# Source extract
# 1969 frame question



## gtomangto (Mar 19, 2015)

I'm going to start a frame off restoration of my 69. 
Was thinking about rebuilding another frame and have it ready for the body.
my question is, are all "A" body frames the same .... I have found a nice frame from a 1971 Monte Carlo. Will it work? ... Thanks for any info you can give.

Chris


----------



## BearGFR (Aug 25, 2008)

They're all similar, but not all identical. The variances are usually in the rear part of the frame - behind the rear wheels. There may be parts interchange references that have the information, and/or you could take measurements yourself.

Bear


----------



## Matthew (Feb 11, 2011)

Not that it is a big deal, but that frame is a parts match to your VIN. Recommend you keep that frame with that body. Matt


----------



## geeteeohguy (Feb 2, 2008)

A '71 Monte Carlo has a longer frame than the GTO. I think it is a 'G' body, like the Grand Prix of the same year. Not what you want. You need an A body frame from a Buick Sklark, Pontiac Tempest/Lemans, or Olds Cultass '68-'72. And, as Bear said, there may be slight differences in mounting holes, etc.


----------



## gtomangto (Mar 19, 2015)

thanks guys,
I think I'm just going to stick with my frame.


----------



## FMFC motorsports (Mar 21, 2015)

Good idea, much longer! I have a complete set of the hotchkis pro touring tubular controls arm sets, shocks, springs, all that, brand new, .50$ on the dollar. Just throwin it out there, good luck with your project!


----------



## Pinion head (Jan 3, 2015)

From a detailing perspective a '69 Pontiac A body frame is different from a '70-72 Pontiac Abody frame in two areas, the front of the engine cradle, the protruding lower front area. the other area is in the forming of the rear side rails. 68-69's are same. 70-72's are the same in that respect.

On the Monte frames, '70-72 Montes is all they fit. they are 1" different wheelbase than a '69-72 GP frame. For years, several IMCA (dirt modified) builders occasionally used the forward section of the Monte frame, for certain select customers in their chassis builds, versus frames from other '72 and earlier A body's. For a '69 Pontiac Abody 2 door, if the car I was working on had a frame that was wasted, would use another 112" wheelbase '68 or 69 frame with the same shape front lower engine cradle protrusion. For high end resto's, the entire LH rear frame rail can be removed at the forward weld seam and welded into a donor frame, if the original rear section is intact. Last, nice clean frames from factory 6 cylinders cars supported a lot less weight and often do not suffer from cradle sag like frames from high mile heavy V8 Abodys. Have replaced several frames in original '66-70 GTO's and big block Chevelles where frame cradle sag and recurrent front end alignment problems could no longer be solved by use of upper a arm "crash shafts" and chaining down and jacking of the frame cradle at a well qualified frame shop.


----------

# Records shown
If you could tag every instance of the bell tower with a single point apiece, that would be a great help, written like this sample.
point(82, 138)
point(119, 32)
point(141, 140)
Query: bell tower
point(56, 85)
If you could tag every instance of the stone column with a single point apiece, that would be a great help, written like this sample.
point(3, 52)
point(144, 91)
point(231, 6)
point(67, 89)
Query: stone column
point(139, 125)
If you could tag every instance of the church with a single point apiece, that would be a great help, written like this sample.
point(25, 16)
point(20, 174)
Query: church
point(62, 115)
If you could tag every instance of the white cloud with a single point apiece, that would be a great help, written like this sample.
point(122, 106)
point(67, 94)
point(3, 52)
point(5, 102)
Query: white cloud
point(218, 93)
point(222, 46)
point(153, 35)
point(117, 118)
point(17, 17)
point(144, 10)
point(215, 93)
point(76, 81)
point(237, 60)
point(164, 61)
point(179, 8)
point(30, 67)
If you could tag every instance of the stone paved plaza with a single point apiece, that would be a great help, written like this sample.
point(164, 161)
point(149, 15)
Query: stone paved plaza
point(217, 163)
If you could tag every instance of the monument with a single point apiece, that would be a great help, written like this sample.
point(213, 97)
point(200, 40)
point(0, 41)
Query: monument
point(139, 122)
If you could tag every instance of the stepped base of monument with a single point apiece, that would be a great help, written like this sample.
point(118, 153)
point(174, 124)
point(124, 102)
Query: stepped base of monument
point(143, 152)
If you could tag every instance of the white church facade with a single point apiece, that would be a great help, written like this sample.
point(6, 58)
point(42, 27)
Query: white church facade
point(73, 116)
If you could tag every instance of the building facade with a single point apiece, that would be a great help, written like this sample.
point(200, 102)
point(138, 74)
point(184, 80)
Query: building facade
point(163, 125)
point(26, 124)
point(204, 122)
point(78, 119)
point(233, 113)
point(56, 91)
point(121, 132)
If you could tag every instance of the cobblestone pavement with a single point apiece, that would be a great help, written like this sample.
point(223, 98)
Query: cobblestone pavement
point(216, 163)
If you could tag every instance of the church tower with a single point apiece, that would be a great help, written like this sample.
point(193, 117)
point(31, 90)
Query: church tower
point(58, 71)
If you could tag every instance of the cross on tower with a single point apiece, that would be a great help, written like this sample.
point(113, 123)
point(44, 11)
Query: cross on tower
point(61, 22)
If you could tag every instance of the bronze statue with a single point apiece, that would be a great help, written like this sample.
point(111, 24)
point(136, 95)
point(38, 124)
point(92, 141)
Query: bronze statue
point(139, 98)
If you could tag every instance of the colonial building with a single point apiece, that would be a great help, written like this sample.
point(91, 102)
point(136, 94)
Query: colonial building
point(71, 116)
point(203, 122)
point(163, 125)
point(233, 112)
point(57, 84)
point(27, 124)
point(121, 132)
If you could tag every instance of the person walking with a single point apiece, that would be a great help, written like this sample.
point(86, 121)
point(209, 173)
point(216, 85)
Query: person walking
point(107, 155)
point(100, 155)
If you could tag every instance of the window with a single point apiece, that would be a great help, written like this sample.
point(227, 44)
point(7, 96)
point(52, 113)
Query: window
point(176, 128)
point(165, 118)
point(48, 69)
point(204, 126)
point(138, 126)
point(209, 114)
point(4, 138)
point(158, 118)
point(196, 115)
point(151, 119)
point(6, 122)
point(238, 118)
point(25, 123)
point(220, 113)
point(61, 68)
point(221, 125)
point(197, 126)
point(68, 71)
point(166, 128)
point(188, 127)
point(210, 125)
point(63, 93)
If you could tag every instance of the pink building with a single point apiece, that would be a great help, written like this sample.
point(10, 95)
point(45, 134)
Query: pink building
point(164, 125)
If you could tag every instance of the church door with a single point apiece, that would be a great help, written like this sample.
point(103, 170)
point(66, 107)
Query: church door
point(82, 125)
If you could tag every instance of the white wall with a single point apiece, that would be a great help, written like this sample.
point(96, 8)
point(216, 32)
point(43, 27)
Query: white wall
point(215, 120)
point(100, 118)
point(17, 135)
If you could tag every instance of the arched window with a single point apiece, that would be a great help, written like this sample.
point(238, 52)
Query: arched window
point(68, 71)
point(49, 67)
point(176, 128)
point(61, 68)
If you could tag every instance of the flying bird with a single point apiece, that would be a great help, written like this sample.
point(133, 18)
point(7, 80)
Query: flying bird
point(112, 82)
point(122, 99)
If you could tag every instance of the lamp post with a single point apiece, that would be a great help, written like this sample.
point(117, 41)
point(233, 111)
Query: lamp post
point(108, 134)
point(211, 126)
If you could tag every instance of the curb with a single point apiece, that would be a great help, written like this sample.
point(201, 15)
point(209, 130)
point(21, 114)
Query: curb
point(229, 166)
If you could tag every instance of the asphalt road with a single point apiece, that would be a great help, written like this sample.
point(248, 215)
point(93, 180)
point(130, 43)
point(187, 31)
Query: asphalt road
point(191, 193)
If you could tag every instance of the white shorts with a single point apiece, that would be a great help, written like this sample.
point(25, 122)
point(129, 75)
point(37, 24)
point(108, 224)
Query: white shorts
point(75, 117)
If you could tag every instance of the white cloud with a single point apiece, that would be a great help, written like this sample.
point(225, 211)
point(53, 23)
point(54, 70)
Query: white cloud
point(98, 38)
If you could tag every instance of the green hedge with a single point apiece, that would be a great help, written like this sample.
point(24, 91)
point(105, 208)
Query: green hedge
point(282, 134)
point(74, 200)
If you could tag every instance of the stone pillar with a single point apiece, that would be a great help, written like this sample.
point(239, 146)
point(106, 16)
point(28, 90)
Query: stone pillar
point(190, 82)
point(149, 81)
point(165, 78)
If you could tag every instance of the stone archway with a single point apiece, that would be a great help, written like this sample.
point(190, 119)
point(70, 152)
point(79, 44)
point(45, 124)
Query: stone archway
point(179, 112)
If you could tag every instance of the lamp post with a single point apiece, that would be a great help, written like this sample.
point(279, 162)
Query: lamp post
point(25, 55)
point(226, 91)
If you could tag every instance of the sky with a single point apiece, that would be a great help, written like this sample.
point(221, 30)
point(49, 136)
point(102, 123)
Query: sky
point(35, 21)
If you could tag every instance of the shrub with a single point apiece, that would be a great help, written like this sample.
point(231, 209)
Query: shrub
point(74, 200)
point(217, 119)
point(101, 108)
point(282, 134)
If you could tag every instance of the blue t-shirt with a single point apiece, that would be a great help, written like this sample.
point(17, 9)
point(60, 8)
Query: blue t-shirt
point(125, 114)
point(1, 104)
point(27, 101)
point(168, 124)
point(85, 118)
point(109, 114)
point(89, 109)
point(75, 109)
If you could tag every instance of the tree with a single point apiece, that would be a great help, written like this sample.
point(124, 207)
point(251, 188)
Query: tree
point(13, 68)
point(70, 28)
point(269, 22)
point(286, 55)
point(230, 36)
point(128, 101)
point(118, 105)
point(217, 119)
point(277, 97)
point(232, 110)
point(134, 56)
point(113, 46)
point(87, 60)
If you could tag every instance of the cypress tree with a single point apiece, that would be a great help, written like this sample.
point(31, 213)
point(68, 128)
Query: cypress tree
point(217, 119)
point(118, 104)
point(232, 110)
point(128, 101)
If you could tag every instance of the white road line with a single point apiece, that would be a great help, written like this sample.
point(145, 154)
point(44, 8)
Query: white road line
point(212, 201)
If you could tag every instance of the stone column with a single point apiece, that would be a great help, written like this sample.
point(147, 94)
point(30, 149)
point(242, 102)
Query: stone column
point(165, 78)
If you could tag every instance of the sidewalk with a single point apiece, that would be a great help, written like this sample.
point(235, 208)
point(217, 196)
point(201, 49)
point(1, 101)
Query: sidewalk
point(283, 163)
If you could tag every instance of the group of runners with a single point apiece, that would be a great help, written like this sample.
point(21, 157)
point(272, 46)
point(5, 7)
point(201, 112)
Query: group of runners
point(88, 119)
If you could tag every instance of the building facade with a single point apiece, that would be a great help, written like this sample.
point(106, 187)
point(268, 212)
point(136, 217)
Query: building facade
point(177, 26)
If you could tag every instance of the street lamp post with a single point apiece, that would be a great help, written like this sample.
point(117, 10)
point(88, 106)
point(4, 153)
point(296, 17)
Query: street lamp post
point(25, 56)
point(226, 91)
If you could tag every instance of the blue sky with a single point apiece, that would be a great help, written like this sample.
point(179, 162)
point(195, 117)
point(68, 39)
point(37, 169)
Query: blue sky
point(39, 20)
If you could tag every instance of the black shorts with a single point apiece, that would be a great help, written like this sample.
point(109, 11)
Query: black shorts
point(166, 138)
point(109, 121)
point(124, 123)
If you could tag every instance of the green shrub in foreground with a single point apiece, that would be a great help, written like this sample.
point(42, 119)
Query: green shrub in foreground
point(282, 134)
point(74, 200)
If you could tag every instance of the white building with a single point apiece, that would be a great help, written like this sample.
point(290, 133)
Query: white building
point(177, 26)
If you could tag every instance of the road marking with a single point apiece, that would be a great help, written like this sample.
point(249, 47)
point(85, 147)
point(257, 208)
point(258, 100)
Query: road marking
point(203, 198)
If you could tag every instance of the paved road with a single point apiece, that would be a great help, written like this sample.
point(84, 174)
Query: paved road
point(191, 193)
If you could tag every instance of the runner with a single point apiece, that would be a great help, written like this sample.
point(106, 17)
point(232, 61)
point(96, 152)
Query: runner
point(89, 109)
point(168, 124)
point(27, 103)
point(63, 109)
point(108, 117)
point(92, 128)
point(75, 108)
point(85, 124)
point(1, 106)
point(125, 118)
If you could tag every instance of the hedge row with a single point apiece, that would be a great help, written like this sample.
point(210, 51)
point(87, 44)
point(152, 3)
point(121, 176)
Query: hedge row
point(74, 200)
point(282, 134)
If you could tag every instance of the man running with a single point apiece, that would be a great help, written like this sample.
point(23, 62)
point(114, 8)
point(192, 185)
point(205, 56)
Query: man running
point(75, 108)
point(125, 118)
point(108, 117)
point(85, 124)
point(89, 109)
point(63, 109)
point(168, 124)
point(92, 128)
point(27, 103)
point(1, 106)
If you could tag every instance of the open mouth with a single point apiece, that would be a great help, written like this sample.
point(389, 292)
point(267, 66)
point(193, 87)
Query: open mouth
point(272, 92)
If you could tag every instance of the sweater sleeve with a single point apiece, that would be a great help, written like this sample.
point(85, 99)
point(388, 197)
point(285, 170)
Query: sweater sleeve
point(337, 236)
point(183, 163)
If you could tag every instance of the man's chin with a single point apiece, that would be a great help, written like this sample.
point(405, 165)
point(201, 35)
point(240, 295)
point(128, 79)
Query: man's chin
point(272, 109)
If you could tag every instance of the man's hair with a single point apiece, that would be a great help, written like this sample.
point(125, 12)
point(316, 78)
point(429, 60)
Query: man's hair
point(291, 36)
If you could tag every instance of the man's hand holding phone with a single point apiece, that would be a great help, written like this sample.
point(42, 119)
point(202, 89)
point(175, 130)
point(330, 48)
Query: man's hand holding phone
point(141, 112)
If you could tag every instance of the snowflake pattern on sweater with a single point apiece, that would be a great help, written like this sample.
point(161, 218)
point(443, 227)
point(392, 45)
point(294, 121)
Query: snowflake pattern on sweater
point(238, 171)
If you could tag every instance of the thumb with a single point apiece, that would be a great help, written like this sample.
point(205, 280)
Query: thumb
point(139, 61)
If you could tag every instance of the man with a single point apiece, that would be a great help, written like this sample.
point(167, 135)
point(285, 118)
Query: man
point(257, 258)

# Work to do
1 – In the 1969 frame question thread, where are the differences between A body frames usually found?
2 – Translate this sentence from the 1969 frame question thread into Spanish: "A '71 Monte Carlo has a longer frame than the GTO."

# Response list
1 – In the rear part of the frame, behind the rear wheels.

2 – Un Monte Carlo del '71 tiene un bastidor más largo que el GTO.